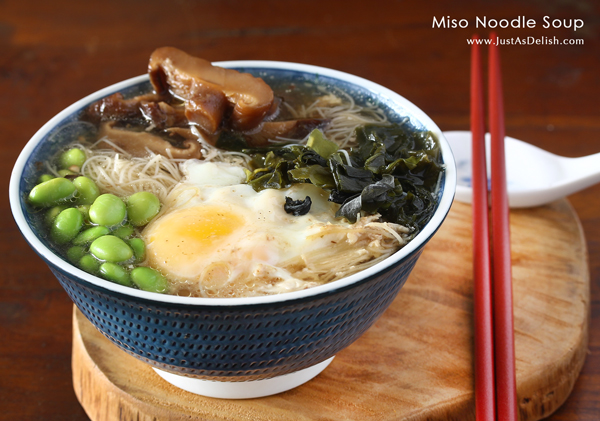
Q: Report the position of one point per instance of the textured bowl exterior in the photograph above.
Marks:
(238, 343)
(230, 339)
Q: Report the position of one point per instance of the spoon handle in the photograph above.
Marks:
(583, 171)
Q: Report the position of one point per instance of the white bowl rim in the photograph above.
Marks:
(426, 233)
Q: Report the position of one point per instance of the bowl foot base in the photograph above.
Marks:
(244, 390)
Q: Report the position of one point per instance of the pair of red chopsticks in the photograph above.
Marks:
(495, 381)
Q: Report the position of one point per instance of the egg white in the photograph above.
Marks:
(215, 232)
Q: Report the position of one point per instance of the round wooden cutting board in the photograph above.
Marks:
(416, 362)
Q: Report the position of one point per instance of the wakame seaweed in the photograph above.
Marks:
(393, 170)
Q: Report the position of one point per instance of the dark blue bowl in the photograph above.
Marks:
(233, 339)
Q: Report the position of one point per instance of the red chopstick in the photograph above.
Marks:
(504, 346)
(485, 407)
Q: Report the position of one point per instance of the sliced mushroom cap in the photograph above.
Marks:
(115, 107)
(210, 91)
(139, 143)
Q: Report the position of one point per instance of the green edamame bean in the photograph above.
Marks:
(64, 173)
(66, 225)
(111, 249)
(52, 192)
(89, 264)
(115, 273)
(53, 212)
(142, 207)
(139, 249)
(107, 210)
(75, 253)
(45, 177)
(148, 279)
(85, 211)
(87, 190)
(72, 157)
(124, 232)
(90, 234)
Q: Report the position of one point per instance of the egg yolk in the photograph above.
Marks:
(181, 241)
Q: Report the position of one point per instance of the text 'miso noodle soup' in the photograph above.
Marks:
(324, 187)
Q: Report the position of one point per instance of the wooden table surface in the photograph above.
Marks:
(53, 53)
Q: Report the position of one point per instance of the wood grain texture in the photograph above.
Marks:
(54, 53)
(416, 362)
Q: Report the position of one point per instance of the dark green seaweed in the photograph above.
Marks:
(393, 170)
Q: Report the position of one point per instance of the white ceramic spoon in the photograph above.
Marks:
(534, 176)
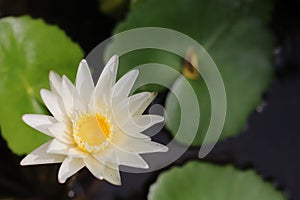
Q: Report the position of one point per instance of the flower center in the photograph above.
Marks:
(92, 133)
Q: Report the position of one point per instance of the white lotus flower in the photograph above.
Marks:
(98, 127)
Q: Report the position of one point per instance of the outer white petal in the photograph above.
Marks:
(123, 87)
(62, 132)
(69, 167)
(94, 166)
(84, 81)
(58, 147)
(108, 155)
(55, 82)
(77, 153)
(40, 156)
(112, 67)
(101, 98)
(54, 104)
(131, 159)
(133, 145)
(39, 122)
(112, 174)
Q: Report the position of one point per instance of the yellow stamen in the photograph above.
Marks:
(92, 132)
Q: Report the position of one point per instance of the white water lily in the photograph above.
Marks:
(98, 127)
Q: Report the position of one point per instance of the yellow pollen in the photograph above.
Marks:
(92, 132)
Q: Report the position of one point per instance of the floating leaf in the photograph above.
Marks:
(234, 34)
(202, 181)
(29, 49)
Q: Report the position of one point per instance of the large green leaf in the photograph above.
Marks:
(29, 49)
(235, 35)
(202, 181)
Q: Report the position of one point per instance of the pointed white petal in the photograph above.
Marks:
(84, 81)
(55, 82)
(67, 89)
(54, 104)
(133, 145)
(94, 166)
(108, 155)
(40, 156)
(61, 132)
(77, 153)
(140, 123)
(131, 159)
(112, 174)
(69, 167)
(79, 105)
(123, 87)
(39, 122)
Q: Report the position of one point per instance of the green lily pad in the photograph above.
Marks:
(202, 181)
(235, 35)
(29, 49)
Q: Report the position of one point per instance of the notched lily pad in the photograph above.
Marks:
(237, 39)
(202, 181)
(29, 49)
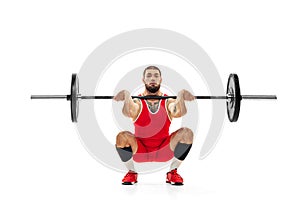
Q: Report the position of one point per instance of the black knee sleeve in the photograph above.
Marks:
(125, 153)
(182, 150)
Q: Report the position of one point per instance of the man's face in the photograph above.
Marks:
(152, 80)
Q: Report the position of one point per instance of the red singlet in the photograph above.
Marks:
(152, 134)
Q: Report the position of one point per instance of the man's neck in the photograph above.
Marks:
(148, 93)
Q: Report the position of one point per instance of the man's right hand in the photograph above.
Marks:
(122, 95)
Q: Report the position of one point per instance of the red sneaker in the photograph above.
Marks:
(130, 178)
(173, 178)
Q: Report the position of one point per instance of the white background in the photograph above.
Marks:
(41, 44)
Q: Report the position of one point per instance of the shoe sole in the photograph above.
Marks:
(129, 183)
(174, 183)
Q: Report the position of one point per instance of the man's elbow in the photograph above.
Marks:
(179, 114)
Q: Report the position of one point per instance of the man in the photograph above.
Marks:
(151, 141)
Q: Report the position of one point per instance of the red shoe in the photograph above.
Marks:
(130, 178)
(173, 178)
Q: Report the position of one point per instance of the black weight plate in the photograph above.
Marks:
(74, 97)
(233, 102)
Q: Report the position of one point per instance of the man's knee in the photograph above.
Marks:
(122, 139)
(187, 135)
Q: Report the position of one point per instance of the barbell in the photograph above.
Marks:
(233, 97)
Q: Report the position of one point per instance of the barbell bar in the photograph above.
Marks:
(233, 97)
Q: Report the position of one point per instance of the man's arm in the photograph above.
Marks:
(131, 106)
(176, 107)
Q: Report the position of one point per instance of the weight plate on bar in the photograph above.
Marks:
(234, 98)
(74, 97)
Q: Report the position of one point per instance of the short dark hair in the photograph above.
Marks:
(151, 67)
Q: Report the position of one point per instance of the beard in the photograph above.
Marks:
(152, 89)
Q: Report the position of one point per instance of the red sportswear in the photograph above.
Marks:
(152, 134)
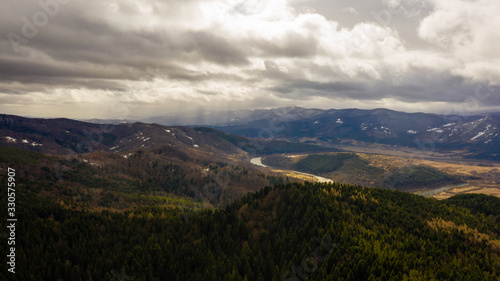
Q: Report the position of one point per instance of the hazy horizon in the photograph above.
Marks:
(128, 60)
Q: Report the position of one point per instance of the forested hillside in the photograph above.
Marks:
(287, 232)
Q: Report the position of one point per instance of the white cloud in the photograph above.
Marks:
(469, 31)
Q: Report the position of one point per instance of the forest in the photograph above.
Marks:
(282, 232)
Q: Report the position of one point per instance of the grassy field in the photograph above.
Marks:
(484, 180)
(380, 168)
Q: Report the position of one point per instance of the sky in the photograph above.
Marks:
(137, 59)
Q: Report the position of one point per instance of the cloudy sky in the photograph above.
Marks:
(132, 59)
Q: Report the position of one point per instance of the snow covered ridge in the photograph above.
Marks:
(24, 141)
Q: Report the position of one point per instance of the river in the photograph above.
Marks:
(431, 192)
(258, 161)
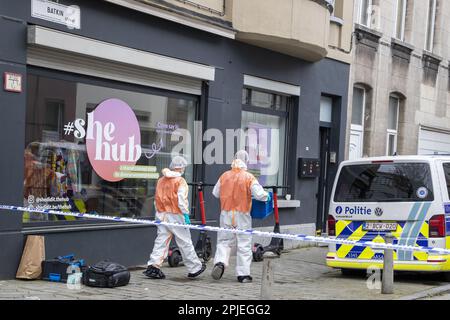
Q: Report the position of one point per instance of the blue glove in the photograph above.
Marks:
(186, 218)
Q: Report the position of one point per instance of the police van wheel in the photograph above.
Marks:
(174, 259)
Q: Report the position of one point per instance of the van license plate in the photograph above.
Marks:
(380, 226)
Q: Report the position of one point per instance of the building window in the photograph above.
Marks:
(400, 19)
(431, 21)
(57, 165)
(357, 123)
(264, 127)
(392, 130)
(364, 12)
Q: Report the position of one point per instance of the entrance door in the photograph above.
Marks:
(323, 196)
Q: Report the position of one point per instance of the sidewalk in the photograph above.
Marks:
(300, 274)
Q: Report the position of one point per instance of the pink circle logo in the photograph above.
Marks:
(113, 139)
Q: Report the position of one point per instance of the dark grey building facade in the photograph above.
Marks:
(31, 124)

##############################

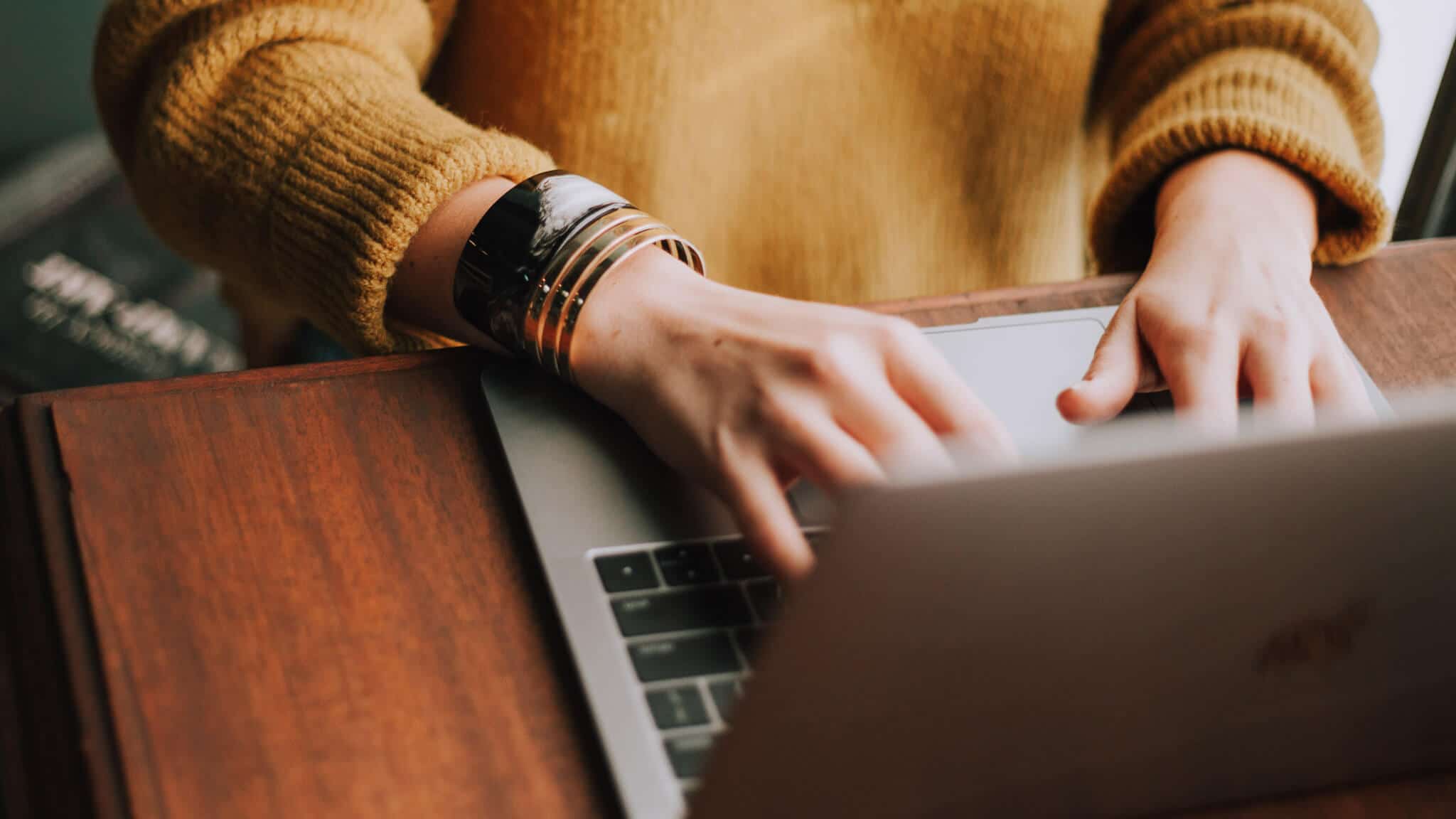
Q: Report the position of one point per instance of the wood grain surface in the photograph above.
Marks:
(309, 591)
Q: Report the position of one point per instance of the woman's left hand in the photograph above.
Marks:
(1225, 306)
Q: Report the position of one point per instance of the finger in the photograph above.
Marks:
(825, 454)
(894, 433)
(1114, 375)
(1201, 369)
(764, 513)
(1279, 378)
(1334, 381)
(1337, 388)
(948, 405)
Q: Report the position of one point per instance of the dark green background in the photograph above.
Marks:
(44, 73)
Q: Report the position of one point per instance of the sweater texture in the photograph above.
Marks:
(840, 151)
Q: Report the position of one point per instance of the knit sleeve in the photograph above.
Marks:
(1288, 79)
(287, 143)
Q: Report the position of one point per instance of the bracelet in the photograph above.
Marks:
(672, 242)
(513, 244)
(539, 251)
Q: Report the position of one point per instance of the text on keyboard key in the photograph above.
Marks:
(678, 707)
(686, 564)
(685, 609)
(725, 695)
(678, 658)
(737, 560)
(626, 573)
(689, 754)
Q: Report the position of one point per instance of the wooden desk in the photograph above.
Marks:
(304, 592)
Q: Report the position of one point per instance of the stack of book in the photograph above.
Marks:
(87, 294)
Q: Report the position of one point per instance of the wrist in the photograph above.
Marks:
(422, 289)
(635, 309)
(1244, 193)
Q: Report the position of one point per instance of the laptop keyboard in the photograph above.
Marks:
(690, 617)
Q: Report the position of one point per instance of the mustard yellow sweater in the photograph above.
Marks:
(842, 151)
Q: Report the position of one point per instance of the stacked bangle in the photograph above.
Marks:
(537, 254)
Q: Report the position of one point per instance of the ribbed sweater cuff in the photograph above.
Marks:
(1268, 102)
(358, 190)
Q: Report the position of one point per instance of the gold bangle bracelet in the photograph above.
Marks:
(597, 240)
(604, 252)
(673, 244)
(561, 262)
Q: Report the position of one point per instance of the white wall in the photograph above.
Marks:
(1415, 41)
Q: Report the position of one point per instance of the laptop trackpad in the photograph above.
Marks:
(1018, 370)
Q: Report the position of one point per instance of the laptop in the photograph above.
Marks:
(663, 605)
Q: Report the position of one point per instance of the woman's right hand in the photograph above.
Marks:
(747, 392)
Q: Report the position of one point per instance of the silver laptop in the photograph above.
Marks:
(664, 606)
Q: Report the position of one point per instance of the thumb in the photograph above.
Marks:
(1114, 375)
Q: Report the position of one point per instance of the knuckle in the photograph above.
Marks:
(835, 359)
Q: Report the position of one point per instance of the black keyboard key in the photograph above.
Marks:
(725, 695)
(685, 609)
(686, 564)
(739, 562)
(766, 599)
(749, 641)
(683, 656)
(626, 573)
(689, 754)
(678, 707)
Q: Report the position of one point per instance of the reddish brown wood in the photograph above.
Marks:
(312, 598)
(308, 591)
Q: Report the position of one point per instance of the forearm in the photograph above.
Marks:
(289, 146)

##############################

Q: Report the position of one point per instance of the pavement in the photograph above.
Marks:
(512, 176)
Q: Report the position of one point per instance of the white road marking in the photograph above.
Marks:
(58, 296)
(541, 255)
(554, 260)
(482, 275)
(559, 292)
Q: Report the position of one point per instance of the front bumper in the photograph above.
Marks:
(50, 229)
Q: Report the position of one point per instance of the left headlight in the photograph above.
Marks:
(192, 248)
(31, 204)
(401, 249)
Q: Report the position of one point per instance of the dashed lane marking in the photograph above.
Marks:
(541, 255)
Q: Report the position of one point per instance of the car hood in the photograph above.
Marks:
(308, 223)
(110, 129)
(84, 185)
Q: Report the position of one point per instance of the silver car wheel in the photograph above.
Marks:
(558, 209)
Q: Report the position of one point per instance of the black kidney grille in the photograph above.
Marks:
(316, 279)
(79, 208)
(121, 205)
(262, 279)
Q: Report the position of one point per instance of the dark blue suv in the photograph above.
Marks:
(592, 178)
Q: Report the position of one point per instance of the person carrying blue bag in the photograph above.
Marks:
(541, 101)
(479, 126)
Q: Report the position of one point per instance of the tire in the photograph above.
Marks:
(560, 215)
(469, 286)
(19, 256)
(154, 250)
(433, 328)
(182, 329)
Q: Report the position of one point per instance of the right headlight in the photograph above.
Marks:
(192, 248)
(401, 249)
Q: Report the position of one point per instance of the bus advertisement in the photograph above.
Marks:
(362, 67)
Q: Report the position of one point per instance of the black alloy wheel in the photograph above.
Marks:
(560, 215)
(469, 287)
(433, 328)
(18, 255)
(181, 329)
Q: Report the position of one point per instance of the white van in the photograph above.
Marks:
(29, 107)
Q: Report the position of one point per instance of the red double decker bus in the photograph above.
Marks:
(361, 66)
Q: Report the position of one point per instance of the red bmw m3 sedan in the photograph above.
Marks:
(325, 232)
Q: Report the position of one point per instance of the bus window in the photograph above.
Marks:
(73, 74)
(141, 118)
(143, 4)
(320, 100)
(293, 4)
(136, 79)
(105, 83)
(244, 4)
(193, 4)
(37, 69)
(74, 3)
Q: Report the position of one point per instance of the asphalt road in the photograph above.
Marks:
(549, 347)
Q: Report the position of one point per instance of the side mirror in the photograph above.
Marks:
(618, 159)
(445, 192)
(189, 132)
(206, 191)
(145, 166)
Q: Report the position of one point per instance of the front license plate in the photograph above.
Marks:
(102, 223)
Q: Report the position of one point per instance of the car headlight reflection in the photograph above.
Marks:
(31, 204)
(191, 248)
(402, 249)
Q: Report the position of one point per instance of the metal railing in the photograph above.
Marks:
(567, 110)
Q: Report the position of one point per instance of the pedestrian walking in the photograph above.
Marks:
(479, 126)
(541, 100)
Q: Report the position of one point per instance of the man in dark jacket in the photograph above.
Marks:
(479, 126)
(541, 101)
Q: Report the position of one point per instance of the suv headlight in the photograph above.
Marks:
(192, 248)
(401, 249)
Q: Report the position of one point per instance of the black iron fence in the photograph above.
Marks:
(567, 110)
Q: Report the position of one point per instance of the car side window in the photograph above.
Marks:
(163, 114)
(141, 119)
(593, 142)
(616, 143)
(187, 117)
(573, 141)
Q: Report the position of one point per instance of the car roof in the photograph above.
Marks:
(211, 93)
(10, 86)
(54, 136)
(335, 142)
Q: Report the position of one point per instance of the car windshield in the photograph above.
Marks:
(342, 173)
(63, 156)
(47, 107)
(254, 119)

##############################

Written request
Show every line of the records above that contains the word "seaweed". Case counts.

Completed task
Q: Report the position of one point per instance of the wakame seaweed in the photograph above.
Q: Report the position of one point per instance of the dark green seaweed in the photograph above.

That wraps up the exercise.